Problem details -> Express the data below, from the line containing "Trace the outline of every instance of the no" through the line containing "POLYGON ((97 181, 107", as a JSON list of strings with one string per line and no blank lines.

* Start Items *

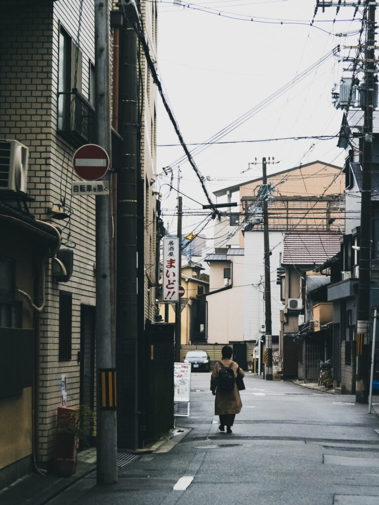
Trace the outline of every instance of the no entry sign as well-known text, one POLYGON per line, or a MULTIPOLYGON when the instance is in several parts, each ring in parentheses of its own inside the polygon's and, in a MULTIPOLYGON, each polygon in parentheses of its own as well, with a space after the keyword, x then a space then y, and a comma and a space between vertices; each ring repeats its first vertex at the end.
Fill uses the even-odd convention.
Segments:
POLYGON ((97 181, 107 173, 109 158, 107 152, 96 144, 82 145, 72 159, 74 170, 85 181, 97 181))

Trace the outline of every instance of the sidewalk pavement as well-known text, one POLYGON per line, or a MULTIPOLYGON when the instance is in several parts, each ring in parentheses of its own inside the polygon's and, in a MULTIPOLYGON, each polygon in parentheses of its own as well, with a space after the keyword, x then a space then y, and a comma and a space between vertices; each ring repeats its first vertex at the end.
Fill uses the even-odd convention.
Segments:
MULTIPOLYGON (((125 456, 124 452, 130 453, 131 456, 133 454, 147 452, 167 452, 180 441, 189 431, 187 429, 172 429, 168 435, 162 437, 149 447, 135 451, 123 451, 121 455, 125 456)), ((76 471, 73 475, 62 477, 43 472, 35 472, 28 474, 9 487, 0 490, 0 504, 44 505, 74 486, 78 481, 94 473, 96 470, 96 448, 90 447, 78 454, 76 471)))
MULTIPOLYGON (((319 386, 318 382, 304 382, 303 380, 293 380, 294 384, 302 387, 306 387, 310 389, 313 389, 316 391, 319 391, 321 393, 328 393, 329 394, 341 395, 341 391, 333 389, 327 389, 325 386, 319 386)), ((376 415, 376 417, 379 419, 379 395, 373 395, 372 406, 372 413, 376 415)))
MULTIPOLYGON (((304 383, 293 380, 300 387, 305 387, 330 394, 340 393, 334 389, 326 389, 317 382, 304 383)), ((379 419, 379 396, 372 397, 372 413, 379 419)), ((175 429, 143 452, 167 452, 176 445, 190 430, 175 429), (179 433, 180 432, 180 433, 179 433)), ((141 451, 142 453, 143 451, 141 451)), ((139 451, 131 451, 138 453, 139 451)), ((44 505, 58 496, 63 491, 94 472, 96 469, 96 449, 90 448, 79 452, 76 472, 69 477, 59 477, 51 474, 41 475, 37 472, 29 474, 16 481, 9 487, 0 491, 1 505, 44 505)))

* End Items *
* Start Items *

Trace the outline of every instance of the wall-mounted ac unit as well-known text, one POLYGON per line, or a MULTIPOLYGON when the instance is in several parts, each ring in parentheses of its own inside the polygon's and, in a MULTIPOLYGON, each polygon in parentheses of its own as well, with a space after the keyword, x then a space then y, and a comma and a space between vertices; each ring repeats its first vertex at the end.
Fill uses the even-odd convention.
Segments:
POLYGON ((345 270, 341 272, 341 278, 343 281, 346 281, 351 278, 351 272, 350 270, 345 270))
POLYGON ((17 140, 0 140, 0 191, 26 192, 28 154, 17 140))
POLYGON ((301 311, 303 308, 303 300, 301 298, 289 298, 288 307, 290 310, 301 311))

* End Items *

Response to this exercise ->
[
  "Trace the outline of every instance of the no entry sign as well-known text, one POLYGON per line, or a MULTIPOLYGON when the instance is in several parts, each ring in parentheses of its own inside the polygon's and, in a MULTIPOLYGON, each polygon in parentheses of its own as well, with a space after the keyword, x then a space then y, and a comma and a space between vertices; each ring repeats its first vertex at the end.",
  "Fill uses the even-odd convention.",
  "Segments:",
  "POLYGON ((97 181, 107 173, 109 158, 107 152, 96 144, 82 145, 72 159, 74 170, 85 181, 97 181))"
]